BGSU part of team to receive funding through Competitive Research Program HAB Awards

Algae

Bowling Green State University is part of a team receiving funding for “Monitoring and Event Response for Harmful Algal Blooms: Portable Tin Detection Technology to Support Great Lakes Decision Support Tools.” The National Oceanic Atmospheric Administration (NOAA) announced recipients of the National Centers for Coastal Ocean Science (NCCOS) Competitive Research Program Harmful Algal Bloom Awards Oct. 1.

LimnoTech Inc., MBio Diagnostics Inc., NOAA NCCOS, The Ohio State University, University of Michigan Cooperative Institute for Great Lakes Research and the University of Toledo are also part of the award team.

The project, which improves the rapid detection of cyanotoxins in the field to provide managers with timely information on risk and minimize exposure to stakeholders, began in September and will continue through August 2022. Fiscal year 2019 funding through the award is $408,000. Total anticipated funding is $877,000.

“This award allows for collaboration between universities and industry partners, and enables universities to work with their regional stakeholders,” said Dr. Tim Davis, BGSU Patrick L. and Debra (Scheetz) Ryan Endowed Professor of Biological Sciences. “As a public university for the public good, we think these partnerships are absolutely critical to conduct the best science possible.”

The project team is piloting use of a commercially available, rapid, portable system capable of quantitative detection of two cyanobacterial toxins, cylindrospermopsins and microcystins. The MBio HAB Toxin System will be integrated into existing monitoring programs that engage recreational beach managers, water treatment plant operators, charter boat captains and state environmental scientists.

“I am very excited to see the MBio HAB Toxin System be used by Lake Erie water managers and citizen scientists to significantly expand our ability to track and report the toxin concentrations throughout the bloom in near real-time,” Davis said. “These data will help improve toxin concentration forecasting models, which will ultimately lead to a better ability to protect human health.”

Throughout the project, the team will concurrently evaluate and validate the system against the current “gold standard” analytical method and determine the system’s accuracy and sensitivity for detecting common microcystin varieties. End users will communicate results to the project team and selected resource managers in real-time using a cell phone application. The rapid-detection technology and improved monitoring strategies piloted in this project will prevent human exposure to contaminated drinking and recreational waters in western Lake Erie and in other similarly affected water bodies around the United States.
——
# What is needed
Answer these questions from the article on BGSU's harmful algal bloom award:
1. Through what month and year will the project continue?
2. Which two cyanobacterial toxins can the portable system detect?
3. What will end users use to send results to the project team in real time?
——
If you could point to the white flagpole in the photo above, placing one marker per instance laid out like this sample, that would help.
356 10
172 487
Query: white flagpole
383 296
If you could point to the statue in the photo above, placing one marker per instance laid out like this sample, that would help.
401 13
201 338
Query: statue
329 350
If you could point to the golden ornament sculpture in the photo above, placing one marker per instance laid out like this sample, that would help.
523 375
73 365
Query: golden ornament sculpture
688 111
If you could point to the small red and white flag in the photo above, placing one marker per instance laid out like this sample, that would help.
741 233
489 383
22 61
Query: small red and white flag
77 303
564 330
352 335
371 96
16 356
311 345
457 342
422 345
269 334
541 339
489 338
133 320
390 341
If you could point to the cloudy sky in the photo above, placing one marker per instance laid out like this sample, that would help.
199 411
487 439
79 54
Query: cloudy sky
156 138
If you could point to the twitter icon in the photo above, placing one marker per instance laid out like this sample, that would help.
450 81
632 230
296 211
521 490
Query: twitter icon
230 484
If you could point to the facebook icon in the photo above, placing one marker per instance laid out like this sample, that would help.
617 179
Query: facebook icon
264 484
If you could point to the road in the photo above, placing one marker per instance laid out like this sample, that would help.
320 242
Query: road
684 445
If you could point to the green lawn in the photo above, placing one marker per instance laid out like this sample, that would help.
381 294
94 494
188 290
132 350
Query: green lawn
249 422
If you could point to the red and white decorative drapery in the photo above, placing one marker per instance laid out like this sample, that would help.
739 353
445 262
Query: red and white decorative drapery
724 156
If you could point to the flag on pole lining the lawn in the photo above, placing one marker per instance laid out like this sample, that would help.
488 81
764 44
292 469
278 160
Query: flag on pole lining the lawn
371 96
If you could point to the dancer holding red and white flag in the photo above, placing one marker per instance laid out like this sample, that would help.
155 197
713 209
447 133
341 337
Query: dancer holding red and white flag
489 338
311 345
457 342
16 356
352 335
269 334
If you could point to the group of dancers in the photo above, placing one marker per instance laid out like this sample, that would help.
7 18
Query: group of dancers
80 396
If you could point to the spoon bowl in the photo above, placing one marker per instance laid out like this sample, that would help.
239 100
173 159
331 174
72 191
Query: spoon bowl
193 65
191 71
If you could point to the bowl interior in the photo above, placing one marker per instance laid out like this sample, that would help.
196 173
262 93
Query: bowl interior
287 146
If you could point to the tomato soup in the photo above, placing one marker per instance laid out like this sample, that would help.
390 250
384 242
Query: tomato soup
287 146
——
# Exercise result
1. August 2022
2. Cylindrospermopsins and microcystins
3. A cell phone application